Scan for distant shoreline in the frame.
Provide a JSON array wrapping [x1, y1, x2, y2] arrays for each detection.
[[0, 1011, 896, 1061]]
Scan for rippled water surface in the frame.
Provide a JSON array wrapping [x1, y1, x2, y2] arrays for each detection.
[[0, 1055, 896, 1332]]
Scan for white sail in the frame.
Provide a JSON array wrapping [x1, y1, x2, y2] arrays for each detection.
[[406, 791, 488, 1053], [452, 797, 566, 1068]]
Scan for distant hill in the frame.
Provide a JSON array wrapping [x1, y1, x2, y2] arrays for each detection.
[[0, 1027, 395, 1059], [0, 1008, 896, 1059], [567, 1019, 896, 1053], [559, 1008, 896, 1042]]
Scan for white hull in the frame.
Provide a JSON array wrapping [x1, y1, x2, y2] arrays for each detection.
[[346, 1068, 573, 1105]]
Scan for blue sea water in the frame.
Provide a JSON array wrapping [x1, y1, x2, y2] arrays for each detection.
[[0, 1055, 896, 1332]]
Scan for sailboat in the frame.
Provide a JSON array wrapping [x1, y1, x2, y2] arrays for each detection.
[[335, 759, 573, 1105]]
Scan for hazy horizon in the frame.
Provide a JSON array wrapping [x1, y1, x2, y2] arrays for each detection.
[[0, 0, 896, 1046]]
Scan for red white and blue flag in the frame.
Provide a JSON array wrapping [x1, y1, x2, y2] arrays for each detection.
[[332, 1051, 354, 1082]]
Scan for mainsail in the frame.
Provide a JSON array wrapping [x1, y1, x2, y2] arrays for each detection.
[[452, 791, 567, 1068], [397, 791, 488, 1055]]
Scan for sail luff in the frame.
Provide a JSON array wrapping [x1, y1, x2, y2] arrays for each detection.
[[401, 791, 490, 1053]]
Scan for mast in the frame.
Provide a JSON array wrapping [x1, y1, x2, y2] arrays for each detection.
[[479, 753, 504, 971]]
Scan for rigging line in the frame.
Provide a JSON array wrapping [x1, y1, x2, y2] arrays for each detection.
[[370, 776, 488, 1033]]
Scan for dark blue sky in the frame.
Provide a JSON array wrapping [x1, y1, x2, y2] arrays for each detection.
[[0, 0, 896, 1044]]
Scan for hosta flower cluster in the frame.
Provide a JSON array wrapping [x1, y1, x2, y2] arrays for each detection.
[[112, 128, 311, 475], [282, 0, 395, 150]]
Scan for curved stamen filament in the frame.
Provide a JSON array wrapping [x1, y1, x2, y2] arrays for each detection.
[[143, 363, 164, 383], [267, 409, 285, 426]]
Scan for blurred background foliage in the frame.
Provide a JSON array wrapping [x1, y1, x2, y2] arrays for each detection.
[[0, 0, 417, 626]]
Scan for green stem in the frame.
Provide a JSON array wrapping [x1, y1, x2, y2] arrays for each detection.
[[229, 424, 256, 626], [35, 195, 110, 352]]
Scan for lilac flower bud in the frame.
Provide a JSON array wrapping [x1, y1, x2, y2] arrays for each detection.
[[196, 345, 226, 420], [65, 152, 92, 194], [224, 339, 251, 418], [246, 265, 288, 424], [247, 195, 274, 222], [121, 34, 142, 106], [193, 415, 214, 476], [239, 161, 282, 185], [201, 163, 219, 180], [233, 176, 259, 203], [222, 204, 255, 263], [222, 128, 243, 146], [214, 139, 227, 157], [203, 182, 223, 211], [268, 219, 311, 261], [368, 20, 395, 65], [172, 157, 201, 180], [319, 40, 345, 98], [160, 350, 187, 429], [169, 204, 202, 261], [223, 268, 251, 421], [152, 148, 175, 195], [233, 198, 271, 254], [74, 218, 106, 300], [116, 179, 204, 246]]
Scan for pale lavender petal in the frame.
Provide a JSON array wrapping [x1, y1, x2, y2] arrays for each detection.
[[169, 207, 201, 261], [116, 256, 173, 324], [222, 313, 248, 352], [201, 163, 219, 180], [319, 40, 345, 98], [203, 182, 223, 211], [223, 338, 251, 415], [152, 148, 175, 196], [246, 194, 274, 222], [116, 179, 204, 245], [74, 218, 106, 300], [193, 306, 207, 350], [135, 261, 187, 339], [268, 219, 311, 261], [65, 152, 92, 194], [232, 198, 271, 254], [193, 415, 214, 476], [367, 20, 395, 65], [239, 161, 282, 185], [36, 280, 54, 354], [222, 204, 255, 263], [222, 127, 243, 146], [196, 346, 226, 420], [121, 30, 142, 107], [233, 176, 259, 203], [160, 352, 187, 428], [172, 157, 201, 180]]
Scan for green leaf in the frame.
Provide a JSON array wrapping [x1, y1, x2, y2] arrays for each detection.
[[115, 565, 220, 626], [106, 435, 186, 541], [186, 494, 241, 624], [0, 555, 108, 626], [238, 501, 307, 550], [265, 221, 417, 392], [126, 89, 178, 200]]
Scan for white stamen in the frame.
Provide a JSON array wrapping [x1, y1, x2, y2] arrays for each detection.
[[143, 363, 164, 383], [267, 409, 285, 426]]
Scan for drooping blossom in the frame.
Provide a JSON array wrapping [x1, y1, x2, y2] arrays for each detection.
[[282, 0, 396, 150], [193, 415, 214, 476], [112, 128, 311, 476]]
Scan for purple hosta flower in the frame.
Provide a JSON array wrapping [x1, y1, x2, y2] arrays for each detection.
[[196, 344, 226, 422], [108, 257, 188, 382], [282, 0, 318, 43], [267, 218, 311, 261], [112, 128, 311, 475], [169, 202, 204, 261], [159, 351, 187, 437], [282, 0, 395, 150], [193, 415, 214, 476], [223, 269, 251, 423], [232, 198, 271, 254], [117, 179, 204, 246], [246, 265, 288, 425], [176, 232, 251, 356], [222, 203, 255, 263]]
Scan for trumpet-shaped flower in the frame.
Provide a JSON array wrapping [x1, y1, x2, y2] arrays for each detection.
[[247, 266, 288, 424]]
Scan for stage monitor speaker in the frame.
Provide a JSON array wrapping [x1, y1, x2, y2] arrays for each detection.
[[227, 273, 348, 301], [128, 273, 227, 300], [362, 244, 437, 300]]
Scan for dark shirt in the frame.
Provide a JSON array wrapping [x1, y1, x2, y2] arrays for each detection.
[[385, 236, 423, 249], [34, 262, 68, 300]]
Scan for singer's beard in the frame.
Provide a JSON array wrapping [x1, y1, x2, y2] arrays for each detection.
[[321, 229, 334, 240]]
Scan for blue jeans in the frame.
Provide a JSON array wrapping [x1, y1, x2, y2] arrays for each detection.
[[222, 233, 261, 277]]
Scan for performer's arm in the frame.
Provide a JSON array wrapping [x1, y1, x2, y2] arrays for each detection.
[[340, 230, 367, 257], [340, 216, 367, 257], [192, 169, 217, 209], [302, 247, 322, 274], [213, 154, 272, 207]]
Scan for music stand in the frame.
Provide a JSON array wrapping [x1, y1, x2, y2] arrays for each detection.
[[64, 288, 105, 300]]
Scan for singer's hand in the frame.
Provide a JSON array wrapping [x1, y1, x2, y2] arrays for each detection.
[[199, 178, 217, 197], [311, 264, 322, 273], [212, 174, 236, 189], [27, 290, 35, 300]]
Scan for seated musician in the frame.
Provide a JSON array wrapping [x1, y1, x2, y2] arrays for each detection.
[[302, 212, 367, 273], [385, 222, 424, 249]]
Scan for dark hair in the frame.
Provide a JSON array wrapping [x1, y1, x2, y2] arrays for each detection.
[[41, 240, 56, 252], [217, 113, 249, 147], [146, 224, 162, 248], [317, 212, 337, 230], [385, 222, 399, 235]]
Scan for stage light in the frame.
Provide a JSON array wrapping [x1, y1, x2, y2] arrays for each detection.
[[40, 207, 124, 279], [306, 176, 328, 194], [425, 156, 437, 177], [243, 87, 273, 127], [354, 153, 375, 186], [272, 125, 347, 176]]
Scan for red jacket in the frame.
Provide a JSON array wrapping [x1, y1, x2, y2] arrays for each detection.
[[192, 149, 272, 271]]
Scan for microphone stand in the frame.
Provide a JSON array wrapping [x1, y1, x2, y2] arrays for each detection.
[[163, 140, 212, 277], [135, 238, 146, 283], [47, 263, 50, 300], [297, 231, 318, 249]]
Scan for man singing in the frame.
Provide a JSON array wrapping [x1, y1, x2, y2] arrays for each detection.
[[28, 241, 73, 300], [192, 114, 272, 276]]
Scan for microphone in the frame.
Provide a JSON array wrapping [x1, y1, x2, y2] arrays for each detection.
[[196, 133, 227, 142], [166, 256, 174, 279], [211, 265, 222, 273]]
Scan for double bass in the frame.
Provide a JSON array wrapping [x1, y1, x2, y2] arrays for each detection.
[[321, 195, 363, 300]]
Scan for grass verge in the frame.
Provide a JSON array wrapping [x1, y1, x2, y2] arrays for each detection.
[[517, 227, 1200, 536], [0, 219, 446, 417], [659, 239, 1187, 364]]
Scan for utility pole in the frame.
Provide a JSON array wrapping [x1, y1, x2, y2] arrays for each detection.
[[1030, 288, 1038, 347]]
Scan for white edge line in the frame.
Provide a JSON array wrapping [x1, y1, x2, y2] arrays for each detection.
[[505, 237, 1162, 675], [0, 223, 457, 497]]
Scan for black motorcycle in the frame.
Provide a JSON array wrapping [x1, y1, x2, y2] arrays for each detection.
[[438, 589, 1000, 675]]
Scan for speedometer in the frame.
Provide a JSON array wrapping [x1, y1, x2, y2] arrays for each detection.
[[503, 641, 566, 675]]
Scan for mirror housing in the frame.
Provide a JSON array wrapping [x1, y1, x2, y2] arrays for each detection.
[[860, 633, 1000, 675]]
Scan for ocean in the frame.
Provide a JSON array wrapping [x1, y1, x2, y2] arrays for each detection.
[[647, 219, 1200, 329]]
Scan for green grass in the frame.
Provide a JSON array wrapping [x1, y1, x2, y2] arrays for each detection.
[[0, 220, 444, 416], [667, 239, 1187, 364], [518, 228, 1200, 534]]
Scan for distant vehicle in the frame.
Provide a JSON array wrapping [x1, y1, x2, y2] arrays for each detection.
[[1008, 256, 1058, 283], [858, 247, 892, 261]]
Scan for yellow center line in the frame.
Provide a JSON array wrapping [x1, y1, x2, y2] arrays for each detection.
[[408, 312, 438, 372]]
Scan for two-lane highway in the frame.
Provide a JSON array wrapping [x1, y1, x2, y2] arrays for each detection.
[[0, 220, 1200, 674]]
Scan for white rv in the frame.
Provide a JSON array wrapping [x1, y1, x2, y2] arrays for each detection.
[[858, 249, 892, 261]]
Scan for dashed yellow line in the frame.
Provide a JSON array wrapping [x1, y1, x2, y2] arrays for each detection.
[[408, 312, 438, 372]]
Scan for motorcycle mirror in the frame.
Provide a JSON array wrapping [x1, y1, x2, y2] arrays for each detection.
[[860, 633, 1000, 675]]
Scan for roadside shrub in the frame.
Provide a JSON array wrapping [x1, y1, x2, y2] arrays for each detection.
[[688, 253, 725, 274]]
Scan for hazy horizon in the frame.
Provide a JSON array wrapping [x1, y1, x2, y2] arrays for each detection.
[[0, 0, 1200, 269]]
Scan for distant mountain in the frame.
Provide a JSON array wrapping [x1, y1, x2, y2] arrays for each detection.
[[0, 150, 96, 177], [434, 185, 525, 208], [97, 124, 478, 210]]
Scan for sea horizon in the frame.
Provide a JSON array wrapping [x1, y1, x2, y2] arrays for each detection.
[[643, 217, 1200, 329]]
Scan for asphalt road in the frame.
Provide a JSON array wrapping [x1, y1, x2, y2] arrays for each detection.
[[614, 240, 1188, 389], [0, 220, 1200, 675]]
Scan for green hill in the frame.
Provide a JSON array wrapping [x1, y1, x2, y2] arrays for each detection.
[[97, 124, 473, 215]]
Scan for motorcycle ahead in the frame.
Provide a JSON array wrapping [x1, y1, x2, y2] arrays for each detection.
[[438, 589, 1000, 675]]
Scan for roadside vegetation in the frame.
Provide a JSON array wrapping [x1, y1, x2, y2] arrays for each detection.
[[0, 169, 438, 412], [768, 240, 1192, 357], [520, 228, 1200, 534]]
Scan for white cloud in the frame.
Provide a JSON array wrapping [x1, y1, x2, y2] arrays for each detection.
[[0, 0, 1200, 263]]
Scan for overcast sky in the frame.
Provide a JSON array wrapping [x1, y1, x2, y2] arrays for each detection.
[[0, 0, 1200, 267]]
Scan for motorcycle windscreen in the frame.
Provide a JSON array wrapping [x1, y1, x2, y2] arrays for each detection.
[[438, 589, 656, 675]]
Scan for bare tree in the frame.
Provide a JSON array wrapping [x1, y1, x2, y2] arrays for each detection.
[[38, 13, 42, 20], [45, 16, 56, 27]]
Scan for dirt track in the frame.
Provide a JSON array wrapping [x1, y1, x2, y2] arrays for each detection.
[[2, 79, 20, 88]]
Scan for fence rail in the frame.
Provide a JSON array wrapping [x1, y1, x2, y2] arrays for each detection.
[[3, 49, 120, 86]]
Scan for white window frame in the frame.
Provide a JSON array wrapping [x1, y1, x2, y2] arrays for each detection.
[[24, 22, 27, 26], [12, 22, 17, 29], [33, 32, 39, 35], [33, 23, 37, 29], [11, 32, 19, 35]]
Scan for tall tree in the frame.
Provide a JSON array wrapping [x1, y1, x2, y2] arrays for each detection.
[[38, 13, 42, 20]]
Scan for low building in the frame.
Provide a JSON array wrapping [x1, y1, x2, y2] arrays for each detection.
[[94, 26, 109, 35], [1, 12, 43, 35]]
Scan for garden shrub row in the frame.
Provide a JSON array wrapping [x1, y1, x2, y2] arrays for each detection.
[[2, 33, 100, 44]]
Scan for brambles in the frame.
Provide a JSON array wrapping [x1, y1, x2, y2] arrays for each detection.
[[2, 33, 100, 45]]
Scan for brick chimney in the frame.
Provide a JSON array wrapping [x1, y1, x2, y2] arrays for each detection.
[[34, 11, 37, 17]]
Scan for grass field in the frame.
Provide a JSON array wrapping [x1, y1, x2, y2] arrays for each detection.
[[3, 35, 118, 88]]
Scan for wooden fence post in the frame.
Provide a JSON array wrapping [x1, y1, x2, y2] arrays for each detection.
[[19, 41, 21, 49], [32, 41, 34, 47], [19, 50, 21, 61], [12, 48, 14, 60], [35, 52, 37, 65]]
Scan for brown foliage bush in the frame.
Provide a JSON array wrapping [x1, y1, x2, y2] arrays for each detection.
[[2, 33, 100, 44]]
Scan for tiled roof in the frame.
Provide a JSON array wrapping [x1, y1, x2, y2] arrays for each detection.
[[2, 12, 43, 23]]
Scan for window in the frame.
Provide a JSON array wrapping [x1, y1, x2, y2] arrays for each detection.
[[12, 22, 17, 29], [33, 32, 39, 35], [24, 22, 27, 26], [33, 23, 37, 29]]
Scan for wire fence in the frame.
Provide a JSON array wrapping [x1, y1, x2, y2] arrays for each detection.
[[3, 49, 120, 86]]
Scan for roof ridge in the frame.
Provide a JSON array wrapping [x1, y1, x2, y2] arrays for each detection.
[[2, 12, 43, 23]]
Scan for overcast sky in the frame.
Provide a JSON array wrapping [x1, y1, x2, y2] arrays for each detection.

### EXERCISE INSTRUCTIONS
Copy out, line for line, the part of the records above that opens with the line containing "Scan for sea horizon in the frame." and closes with the line containing "[[0, 0, 1200, 267]]", including both of those lines.

### ANSWER BELOW
Scan for sea horizon in the frame.
Provide a JSON array wrapping [x1, y1, x2, y2] arrays for each detection.
[[643, 217, 1200, 329]]
Scan for asphalt road in the frame.
Provide a JSON array wrapping [x1, y1, x2, y2] arrays for each detection.
[[614, 240, 1188, 389], [0, 220, 1200, 675]]
Scan for green hill in the frame.
Provide a JSON array wrapping [x1, y1, x2, y2] arrays for each detection.
[[97, 124, 473, 215]]
Scan for motorcycle ahead in the frame.
Provide a JSON array wrapping [x1, y1, x2, y2] arrays for each detection.
[[438, 589, 1000, 675]]
Scan for roadside vegetation in the frame.
Provide a JSON array wrapping [x1, y1, x2, y2] arrays for each detection.
[[0, 169, 438, 412], [768, 240, 1192, 357], [520, 228, 1200, 534]]
Scan for white cloud in the frame.
Provide a JSON array wrapping [x1, y1, x2, y2] arrays for each detection.
[[0, 0, 1200, 263]]
Scan for overcast sky in the frame.
Provide a JSON array wrapping [x1, y1, x2, y2] arrays for each detection.
[[0, 0, 1200, 267]]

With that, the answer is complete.